Aim: Reproduce word for word the part of the data below that begins with the line containing "Where can you see the shadowed" and continues through the end of the data.

** START OF Records to process **

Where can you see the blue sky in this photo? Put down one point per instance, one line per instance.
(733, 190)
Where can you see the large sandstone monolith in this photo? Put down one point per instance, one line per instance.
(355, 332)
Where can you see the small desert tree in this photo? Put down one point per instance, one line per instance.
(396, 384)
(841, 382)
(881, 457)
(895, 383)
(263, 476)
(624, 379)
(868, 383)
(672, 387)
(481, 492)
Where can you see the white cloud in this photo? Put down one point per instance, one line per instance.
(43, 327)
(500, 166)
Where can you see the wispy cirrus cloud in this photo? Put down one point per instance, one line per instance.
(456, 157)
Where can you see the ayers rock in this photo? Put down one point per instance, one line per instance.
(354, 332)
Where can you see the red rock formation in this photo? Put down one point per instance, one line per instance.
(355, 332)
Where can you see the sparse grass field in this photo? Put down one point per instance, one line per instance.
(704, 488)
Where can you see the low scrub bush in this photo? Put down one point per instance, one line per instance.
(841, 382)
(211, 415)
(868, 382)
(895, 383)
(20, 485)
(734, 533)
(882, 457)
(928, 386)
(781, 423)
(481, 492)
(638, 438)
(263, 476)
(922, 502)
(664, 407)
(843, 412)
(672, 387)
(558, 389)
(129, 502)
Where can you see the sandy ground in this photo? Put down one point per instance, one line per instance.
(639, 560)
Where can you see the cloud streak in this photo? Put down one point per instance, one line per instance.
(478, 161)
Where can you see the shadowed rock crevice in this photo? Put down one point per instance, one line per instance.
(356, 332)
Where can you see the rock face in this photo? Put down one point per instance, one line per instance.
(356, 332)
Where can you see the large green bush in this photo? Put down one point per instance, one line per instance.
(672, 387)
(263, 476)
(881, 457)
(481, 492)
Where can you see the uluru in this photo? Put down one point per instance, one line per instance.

** END OF Records to process **

Full answer:
Where can you see the shadowed rock crevice in this photo? Put down one point per instance, one line per instance.
(356, 332)
Where can you see the rock face in this photo? Put down one point per instance, one line per instance.
(356, 332)
Where can you see the large green bush in this photo? Put down one point per instance, one line per instance.
(672, 387)
(263, 476)
(881, 457)
(481, 492)
Where can you see the uluru in this photo? Put down one point per instance, one line per instance.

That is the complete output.